**Fonte:**

···

Azeite, não é meu parente! Nem todos
entendem, mas a língua que se falava antigamente era tranchã, era
ou não era?
As palavras pareciam todas usar galocha,
e eu me lembro como ficava cabreiro quando aquela tetéia da rua,
sempre usando tank colegial, se aprochegava com a barra da anágua
aparecendo, vendendo farinha, como se dizia. Só porque tinha me
trocado pelo desgramado que charlava numa baratinha, ela sapecava
expressões do tipo “Conheceu, papudo?!”. “Ora, vá lamber
sabão”, eu devolvia de chofre, com toda a agressividade da época.
“Deixa de trololó, sua bacurau.”
Era tempo do onça total. As garotas,
algumas tão purgantes que pareciam eternamente de chico, não davam
esse mole de escancarar o formato do V-8 sob a sala, e os homens,
tirando uma chinfra, botavam pra jambrar com quedes e outras
papas-finas. Eu, hein, Rosa?! Tanto quanto o telefone preto, a
geladeira branca e o sebo para passar no couro da bola número 5,
essas palavras foram sendo consideradas como as garotas feias de
então – buchos. Aconteceu com elas, as palavras, o mesmo que ao Zé
Trindade – empacotaram, bateram as botas. Tomaram um cascudo,
levaram sopapo, catiripapo, e chisparam do vocabulário. Uma pena.

···

**Instruções:**
**1.** Relacione todos os objetos com os quais o texto sobre as palavras de antigamente compara essas palavras, no trecho em que afirma que elas foram sendo consideradas "buchos".
**2.** Prossiga com o texto sobre as palavras de antigamente a partir da última frase apresentada.

···

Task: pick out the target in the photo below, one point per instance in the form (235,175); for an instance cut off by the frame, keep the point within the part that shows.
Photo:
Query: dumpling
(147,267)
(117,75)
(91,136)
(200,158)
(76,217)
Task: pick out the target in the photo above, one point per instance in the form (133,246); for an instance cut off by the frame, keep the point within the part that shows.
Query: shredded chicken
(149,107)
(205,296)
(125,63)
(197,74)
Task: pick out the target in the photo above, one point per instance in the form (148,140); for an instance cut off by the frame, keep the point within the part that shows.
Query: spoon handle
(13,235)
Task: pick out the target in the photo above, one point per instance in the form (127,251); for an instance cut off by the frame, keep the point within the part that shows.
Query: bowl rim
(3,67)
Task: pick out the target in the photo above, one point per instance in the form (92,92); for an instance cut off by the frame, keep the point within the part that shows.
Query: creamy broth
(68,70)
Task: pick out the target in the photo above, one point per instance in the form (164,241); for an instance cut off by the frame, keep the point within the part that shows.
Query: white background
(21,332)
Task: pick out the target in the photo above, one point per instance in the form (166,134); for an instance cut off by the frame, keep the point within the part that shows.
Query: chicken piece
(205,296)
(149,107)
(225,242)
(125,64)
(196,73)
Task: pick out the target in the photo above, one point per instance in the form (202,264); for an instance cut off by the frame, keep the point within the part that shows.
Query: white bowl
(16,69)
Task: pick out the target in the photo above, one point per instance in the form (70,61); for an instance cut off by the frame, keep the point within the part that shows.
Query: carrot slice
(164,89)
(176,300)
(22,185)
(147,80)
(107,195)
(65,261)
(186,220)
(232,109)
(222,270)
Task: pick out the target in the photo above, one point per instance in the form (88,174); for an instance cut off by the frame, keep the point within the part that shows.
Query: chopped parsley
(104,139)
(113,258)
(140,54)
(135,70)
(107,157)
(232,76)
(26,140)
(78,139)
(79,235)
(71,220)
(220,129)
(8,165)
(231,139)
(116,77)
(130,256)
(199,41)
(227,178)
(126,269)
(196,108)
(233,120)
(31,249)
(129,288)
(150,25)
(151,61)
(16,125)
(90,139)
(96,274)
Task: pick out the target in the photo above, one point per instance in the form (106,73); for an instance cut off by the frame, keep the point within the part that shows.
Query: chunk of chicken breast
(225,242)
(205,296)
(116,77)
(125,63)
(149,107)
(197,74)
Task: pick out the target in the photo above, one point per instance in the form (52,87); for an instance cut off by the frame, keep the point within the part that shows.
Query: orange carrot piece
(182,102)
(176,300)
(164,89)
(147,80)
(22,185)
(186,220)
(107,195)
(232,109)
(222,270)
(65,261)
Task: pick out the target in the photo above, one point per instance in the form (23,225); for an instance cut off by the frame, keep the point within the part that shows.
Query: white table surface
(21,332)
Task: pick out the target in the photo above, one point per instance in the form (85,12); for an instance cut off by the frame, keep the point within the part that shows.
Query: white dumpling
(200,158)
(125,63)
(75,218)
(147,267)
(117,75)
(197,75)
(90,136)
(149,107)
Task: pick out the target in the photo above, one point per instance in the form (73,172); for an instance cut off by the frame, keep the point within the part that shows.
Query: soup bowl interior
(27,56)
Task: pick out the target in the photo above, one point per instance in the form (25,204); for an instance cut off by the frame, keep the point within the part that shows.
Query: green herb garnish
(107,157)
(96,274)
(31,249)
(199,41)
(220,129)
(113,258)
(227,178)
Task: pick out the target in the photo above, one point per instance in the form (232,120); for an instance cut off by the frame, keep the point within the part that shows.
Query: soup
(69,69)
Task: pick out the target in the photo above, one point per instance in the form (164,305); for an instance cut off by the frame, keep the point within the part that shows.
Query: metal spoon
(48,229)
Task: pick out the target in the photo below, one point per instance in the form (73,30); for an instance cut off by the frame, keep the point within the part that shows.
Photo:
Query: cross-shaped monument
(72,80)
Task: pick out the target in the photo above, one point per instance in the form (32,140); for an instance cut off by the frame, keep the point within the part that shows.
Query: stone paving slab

···

**Respostas:**
**1.** o telefone preto; a geladeira branca; o sebo para passar no couro da bola número 5

**2.**
A língua mexe, pra frente e pra trás, e
assim como o bacana retornou guaribado para servir de elogio nos
tempos modernos, pode ser que breve, na legenda de uma foto da
Carolina Dieckmann, os jornais voltem a fazer como diante da Adalgisa
Colombo outrora. Digam que ela tem it, que ela é linda, um chuchu.
São coisas do arco da velha, vai entender?! Não é só o mistério
da ossada da Dana de Teffé que nos une ao passado. Não saberemos
nunca, também, quem matou o mequetrefe, a pinimba, o tomar tenência
e o neca de pitibiribas, essas delícias vocabulares que, enxotadas
pelo bom gosto gramatical, picaram a mula e foram dormitar, como
ursos no inverno, numa página escondida do dicionário.
Outro dia eu disse para as minhas filhas
que o telefone estava escangalhado. Morreram de rir com esse maiô
Catalina que botei na frase. Nada escangalha mais, no máximo não
funciona. Me acharam, sem usar tamanho e tão cansativo polissílabo,
um completo mocorongo. Como sempre, estavam certas. Eu tenho visto
mulheres de botox, homens que escondem a idade, tenho visto todas as
formas de burlar a passagem do tempo, mas o que sai da boca tem data.
Cuidado, cinquentões, com o ato falho de pedir um ferro de engomar,
achar tudo chinfrim, reclamar do galalau que senta na sua frente no
cinema e a mania de dizer que a fila do banco está morrinha. Esse
papo, por mais que você curta música techno e endívias, denuncia
de que década você veio.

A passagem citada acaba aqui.